__ABOUT THIS TASK__: Word for word, restate the lines of the data from the first through the one containing "like (199, 495).", and nothing else.

__INPUT DATA__:
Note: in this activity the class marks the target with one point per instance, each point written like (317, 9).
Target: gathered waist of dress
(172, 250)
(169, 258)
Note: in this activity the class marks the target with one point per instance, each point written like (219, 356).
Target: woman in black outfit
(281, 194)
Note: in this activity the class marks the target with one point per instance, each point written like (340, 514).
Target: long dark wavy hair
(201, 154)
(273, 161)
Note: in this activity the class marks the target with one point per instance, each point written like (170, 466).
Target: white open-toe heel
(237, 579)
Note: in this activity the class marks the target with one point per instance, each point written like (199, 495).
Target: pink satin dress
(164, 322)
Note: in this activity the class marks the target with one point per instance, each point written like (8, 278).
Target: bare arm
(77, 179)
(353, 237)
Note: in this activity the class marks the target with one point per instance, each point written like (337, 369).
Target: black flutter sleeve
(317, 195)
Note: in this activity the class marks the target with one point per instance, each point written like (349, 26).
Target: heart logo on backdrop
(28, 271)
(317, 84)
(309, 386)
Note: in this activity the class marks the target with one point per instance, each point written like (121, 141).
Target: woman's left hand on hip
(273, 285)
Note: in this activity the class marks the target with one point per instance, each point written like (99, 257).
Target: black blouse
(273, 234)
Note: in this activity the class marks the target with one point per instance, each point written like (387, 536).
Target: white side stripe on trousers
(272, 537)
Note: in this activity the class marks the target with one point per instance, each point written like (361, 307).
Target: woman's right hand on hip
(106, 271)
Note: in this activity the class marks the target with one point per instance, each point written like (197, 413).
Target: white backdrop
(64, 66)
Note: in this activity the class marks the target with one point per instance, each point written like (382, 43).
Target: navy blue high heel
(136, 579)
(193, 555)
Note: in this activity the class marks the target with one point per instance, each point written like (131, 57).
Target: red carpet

__EXERCISE SOLUTION__:
Note: in this activity the class marks the target with one point per instance, each point written like (317, 9).
Target: gathered waist of dress
(172, 250)
(169, 258)
Note: in this activity the class marks the target with one point per instance, each point written like (219, 356).
Target: woman in black outfit
(281, 194)
Note: in this activity the class marks the target with one point per instance, each point written like (340, 514).
Target: long dark wavy hair
(201, 154)
(273, 161)
Note: in this activity the class marks the target with one point per instance, each point written like (170, 466).
Target: white open-toe heel
(237, 579)
Note: in this activity the class marks the target with one point per instance, each point written like (199, 495).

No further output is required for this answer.